-- Start Text section --
While the Bible may not offer us a very useful model of biblical marriage in a direct sense, it is full of stories about a God who welcomes surprising people into God’s family. Stories about heroes and heroines whose praiseworthiness lies in their promised faithfulness to another person. And stories about the God who promises to love us and to be there for us, for always.

These stories of love and promise should shape and inspire the best of our marriages. And they do. And from them we know that marriage is not really about replicating a biblical model or about tracking a couple’s genitals. It’s about honoring and supporting the love between them and the promises they make to one another. And for that reason we should muster our gifts and energy to defeat this amendment that would make human prejudice the measure of marriage. And that’s how we might effectively draw on the Bible in these conversations.


6 thoughts on “Drawing on the Bible with the Proposed Anti-Marriage Amendment

  1. Wonderful insights, David! I’m not so studied int he bible myself, and it brings me hope and courage when I realize that there are bible-based ways to refute the ideas behind this amendment. Even though my personal reasons to oppose the amendment are not particularly bible-based, those are frequently the arguments used and it’s always hard for me to refute them.

    • What about in Leviticus where it says man shall not lie with another man and if so he shall be put to death?????? The bible is clear on this. So dont cover up the truth of what Jesus told Moses in Leviticus. That is the chapter that says marriage is between a man and a woman and not any other way. Why did God make man and woman and not man and man or woman and woman. People today tend to interpret the Bible like they think it should fit their particular situation. That was not the purpose of the Bible. The Bible is Gods word. So lets dont use Gods words to make it a convenience for your or our life styles that we live. David i commend you on your efforts especially you being a straight man, but you have to realize what other chapters in the Bible clearly state the words of GOD on this topic.

      • Samuel, I doubt that anything I say can convince you otherwise, but I will offer a quick response.
        (1) Most likely the verses in Leviticus that condemn a man lying with another man have to do EITHER with a victorious male soldier raping a vanquished male soldier on the battlefield — a practice common in ancient war OR with a male temple-goer having sex with a male prostitute after making a sacrifice in a pagan temple. The ancient Israelites were well aware of both practices and had reasons to condemn them.
        (2) To claim that these verses condemn the committed love between two men or two women today is to do exactly what you warn against: it is “to interpret the Bible like [you] think it should to fit [your] particular situation.” For years the Bible was used to support both racism and sexism, because people in power (white and male) could do so. Today, straight people still tend to read the Bible as condemning homosexuality … because they can.
-- End Text section --
Written request A | Copy the passage on the Bible and the marriage amendment word for word, between "(1) Most likely" and "to condemn them.", inclusive.
Written request B |
Answer these questions from the passage on the Bible and the marriage amendment:
(i) Does the first commenter say their personal reasons for opposing the amendment are based on the Bible?
(ii) Which book of the Bible does the second commenter cite?
(iii) What two practices does the reply say the verses condemning a man lying with another man most likely concern?
Written request C | Summarize the passage on the Bible and the marriage amendment in two sentences.
The rows aren't needed for any of this.
-- Start Material --
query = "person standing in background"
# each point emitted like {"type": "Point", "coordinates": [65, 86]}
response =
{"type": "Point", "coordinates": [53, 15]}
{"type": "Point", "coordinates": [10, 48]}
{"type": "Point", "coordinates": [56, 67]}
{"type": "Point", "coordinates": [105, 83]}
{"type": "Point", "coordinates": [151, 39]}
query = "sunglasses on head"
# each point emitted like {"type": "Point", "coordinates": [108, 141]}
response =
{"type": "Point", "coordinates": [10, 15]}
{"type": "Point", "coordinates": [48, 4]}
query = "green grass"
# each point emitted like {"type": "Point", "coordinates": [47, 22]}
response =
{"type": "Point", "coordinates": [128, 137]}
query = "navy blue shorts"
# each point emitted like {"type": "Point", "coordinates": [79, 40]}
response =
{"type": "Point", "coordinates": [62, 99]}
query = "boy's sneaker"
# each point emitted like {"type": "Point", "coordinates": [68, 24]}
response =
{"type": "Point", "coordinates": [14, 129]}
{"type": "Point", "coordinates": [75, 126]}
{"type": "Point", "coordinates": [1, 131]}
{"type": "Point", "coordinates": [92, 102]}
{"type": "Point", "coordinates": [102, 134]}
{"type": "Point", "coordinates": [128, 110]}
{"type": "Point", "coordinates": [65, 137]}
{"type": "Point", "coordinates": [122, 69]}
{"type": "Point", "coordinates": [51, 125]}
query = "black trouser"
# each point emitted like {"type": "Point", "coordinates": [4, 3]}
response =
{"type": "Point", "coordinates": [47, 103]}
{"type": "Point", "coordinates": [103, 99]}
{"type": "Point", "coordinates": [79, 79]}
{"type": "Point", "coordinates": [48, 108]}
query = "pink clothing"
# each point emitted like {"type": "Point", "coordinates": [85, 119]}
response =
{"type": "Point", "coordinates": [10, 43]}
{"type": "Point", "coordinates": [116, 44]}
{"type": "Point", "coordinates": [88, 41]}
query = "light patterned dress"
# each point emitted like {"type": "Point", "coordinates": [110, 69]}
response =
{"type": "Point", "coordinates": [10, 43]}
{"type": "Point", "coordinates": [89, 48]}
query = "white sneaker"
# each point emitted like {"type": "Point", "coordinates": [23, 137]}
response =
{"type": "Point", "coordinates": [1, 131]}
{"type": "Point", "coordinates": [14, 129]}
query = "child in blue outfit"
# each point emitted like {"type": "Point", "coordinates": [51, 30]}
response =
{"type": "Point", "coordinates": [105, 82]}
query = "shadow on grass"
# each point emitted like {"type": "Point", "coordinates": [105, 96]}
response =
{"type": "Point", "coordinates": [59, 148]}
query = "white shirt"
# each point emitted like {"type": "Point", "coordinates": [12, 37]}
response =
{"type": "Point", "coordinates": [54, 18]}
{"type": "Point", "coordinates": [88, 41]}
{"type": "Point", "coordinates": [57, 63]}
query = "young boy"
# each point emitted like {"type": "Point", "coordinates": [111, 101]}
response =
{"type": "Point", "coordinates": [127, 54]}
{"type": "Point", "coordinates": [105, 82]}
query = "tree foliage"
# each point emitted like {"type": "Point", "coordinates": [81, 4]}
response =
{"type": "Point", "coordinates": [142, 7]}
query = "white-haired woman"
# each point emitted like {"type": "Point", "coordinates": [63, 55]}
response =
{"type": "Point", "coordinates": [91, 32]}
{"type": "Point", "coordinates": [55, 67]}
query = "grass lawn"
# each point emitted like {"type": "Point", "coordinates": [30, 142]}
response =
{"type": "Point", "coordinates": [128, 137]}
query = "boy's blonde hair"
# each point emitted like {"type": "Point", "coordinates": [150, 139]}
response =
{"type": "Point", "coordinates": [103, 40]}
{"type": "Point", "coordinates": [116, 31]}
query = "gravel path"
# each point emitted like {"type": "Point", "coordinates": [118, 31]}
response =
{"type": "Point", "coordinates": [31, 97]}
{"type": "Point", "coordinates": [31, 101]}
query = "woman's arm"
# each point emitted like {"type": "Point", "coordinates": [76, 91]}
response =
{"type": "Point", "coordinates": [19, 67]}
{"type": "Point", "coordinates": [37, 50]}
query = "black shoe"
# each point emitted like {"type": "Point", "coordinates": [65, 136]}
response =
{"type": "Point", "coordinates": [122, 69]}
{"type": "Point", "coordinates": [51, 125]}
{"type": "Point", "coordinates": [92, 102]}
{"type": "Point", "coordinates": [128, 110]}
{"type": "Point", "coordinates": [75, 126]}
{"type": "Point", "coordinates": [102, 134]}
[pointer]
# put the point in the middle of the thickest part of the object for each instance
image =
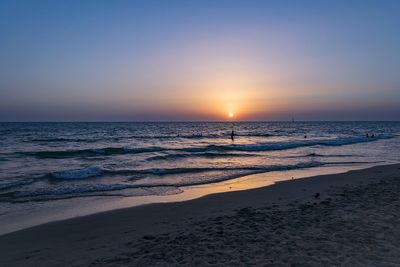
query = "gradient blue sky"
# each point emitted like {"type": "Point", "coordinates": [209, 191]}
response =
{"type": "Point", "coordinates": [199, 60]}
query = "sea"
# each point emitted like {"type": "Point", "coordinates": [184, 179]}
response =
{"type": "Point", "coordinates": [57, 161]}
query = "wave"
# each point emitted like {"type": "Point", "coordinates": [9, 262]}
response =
{"type": "Point", "coordinates": [272, 146]}
{"type": "Point", "coordinates": [92, 152]}
{"type": "Point", "coordinates": [15, 183]}
{"type": "Point", "coordinates": [257, 147]}
{"type": "Point", "coordinates": [61, 191]}
{"type": "Point", "coordinates": [78, 174]}
{"type": "Point", "coordinates": [199, 155]}
{"type": "Point", "coordinates": [60, 139]}
{"type": "Point", "coordinates": [95, 171]}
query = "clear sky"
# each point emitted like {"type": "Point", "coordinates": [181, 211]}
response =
{"type": "Point", "coordinates": [199, 60]}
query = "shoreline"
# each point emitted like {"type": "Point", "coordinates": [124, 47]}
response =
{"type": "Point", "coordinates": [28, 215]}
{"type": "Point", "coordinates": [106, 237]}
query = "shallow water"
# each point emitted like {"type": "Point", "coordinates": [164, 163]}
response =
{"type": "Point", "coordinates": [49, 161]}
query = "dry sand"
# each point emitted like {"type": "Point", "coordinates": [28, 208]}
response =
{"type": "Point", "coordinates": [353, 222]}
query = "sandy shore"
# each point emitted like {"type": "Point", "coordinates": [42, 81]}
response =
{"type": "Point", "coordinates": [348, 219]}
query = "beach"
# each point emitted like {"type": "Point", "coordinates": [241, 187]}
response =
{"type": "Point", "coordinates": [346, 219]}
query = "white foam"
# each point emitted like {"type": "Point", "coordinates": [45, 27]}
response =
{"type": "Point", "coordinates": [78, 174]}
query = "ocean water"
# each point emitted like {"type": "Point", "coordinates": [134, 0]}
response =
{"type": "Point", "coordinates": [53, 161]}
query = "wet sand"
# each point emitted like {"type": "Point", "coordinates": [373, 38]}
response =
{"type": "Point", "coordinates": [347, 219]}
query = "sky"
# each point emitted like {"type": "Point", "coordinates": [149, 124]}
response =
{"type": "Point", "coordinates": [199, 60]}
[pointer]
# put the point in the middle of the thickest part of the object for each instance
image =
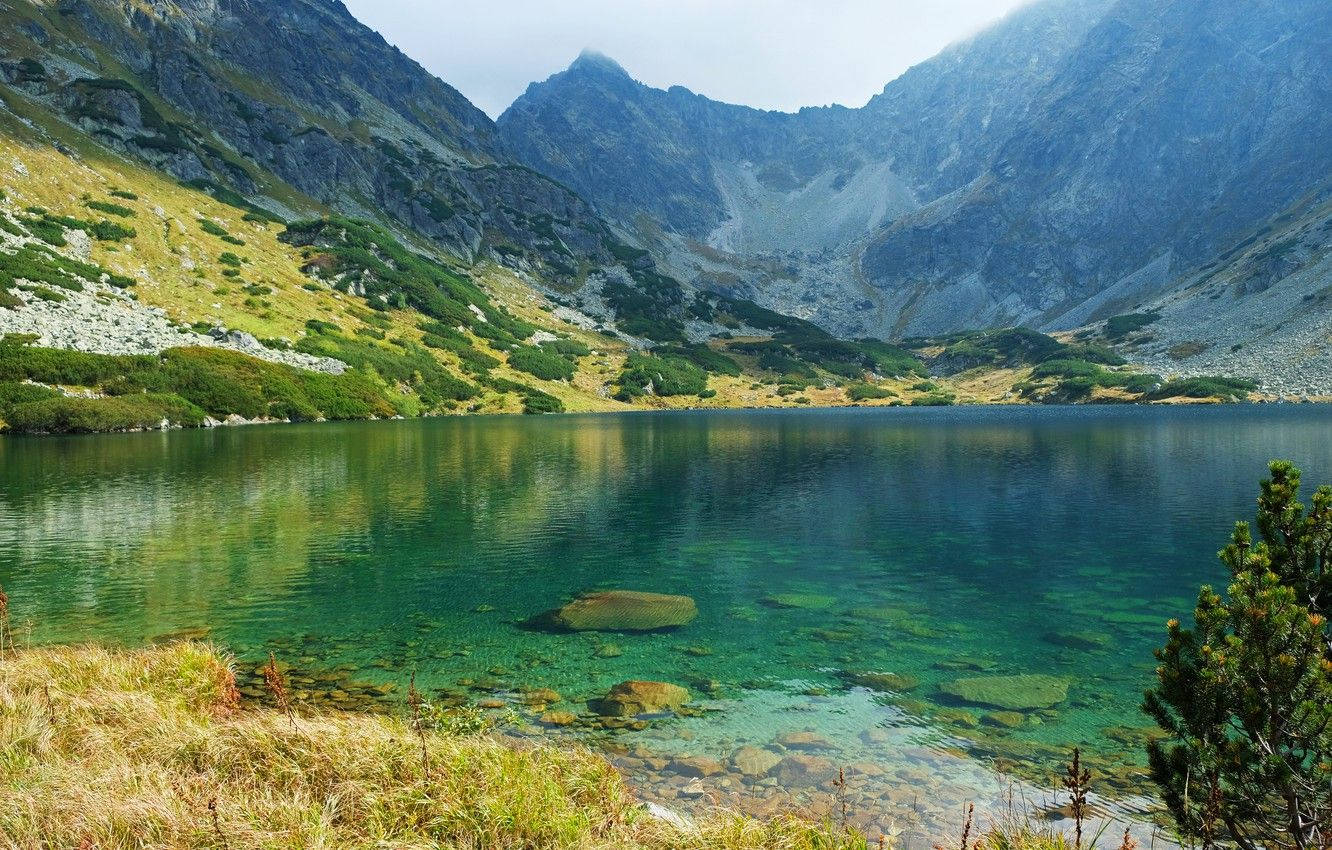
-- End Material --
Exercise answer A |
(1) Most likely the verses in Leviticus that condemn a man lying with another man have to do EITHER with a victorious male soldier raping a vanquished male soldier on the battlefield — a practice common in ancient war OR with a male temple-goer having sex with a male prostitute after making a sacrifice in a pagan temple. The ancient Israelites were well aware of both practices and had reasons to condemn them.

Exercise answer B |
(i) No. The commenter says those reasons are not particularly Bible-based.
(ii) Leviticus.
(iii) A victorious male soldier raping a vanquished male soldier on the battlefield, or a male temple-goer having sex with a male prostitute after making a sacrifice in a pagan temple.

Exercise answer C | The passage argues that the Bible offers no directly useful model of marriage, but its stories of faithfulness and promise show that marriage is about honoring the love and promises between two people, so the amendment should be defeated. In the comments, one reader welcomes these Bible-based arguments, another cites Leviticus as condemning sex between men, and a reply contends that those verses most likely concern wartime rape or temple prostitution.